Given data:
%%

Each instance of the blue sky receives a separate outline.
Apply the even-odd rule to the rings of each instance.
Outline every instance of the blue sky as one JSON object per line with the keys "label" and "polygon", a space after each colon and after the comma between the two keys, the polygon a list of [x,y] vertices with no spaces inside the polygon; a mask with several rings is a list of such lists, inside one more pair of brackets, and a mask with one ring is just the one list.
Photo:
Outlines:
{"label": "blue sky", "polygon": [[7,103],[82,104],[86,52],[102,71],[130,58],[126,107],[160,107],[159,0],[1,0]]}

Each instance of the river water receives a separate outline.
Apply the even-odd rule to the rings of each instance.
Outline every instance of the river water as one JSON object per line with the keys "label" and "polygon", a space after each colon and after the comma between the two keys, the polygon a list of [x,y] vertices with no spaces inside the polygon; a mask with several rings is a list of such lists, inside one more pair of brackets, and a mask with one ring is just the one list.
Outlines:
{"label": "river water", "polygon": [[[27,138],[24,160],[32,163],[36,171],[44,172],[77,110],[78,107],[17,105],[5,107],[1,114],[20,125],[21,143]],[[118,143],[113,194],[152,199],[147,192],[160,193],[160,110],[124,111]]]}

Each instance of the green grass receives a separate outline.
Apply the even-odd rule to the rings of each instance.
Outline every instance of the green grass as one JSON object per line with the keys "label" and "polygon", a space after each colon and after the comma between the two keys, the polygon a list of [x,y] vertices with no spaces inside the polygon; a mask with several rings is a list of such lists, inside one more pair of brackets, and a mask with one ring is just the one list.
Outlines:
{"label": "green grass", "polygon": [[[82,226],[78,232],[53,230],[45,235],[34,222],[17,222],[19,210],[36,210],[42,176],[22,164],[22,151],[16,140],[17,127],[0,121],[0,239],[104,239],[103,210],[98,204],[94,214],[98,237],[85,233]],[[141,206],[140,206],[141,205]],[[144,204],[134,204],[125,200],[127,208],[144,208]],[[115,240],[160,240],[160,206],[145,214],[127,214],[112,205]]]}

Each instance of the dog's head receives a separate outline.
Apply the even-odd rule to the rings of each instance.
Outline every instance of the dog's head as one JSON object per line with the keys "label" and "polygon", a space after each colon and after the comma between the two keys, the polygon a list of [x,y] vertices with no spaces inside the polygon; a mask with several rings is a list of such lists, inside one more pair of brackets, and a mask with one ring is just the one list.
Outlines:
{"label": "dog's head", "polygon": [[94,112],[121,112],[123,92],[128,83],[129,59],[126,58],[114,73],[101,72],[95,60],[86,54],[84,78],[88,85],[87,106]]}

%%

Turn all of the material above into a two-column CSV with the header row input,output. Give one row per entry: its wording goes under input and its outline under output, with each field in double quotes and every line break replaced by a space.

input,output
"Each instance of the blue sky receives a separate outline. Apply the even-odd rule to the rings of each instance. Outline every instance of the blue sky as one JSON object per line with the keys ""label"" and ""polygon"", a space after each colon and after the comma between the two keys, the polygon a list of [x,y] vertices with no spaces inside the polygon; a mask with several rings is a list of such lists, inside one more pair of brackets, and a mask with one ring is just the one list. Photo: Outlines:","{""label"": ""blue sky"", ""polygon"": [[7,103],[82,104],[86,52],[102,71],[130,58],[126,107],[160,107],[159,0],[1,0]]}"
"Each instance of the river water receives a separate outline. Apply the even-odd rule to the rings of each instance. Outline every instance of the river water as one JSON object per line with the keys ""label"" and ""polygon"", a space after each colon and after the comma between the two keys, the polygon a list of [x,y] vertices with no spaces inside the polygon; a mask with several rings is a list of such lists, inside one more pair of brackets, and a mask with one ring is just the one list. Outlines:","{""label"": ""river water"", ""polygon"": [[[27,138],[24,160],[32,163],[36,171],[44,172],[77,110],[78,107],[17,105],[5,107],[1,114],[20,125],[21,143]],[[118,143],[113,194],[152,199],[147,192],[160,193],[160,110],[124,111]]]}"
"Each instance of the green grass receives a separate outline. Apply the even-odd rule to the rings of each instance. Outline every instance of the green grass as one JSON object per line with the keys ""label"" and ""polygon"", a space after each colon and after the comma between the two keys, the polygon a list of [x,y] vertices with no spaces inside the polygon; a mask with several rings is a list of such lists, inside one more pair of brackets, and a mask with one ring is just the one list. Outlines:","{""label"": ""green grass"", ""polygon"": [[[82,226],[78,232],[53,230],[45,235],[34,222],[17,222],[19,210],[36,210],[42,176],[22,164],[22,151],[16,140],[17,127],[0,121],[0,239],[104,239],[103,210],[98,204],[94,214],[98,237],[85,233]],[[141,206],[140,206],[141,205]],[[144,204],[134,204],[125,200],[127,208],[144,208]],[[115,240],[160,240],[160,206],[145,214],[127,214],[112,205]]]}"
"Each instance of the dog's head receives a separate outline. Apply the even-odd rule to the rings of each instance. Outline every instance of the dog's head as one JSON object per line with the keys ""label"" and ""polygon"", a space after each colon and after the comma between the two keys, the polygon a list of [x,y] vertices with no spaces inside the polygon; a mask with several rings is a list of such lists, inside one more pair of brackets, and a mask with one ring is just the one list. Outlines:","{""label"": ""dog's head"", ""polygon"": [[94,112],[121,112],[123,92],[128,83],[129,59],[126,58],[114,73],[101,72],[95,60],[86,54],[84,78],[88,85],[87,106]]}"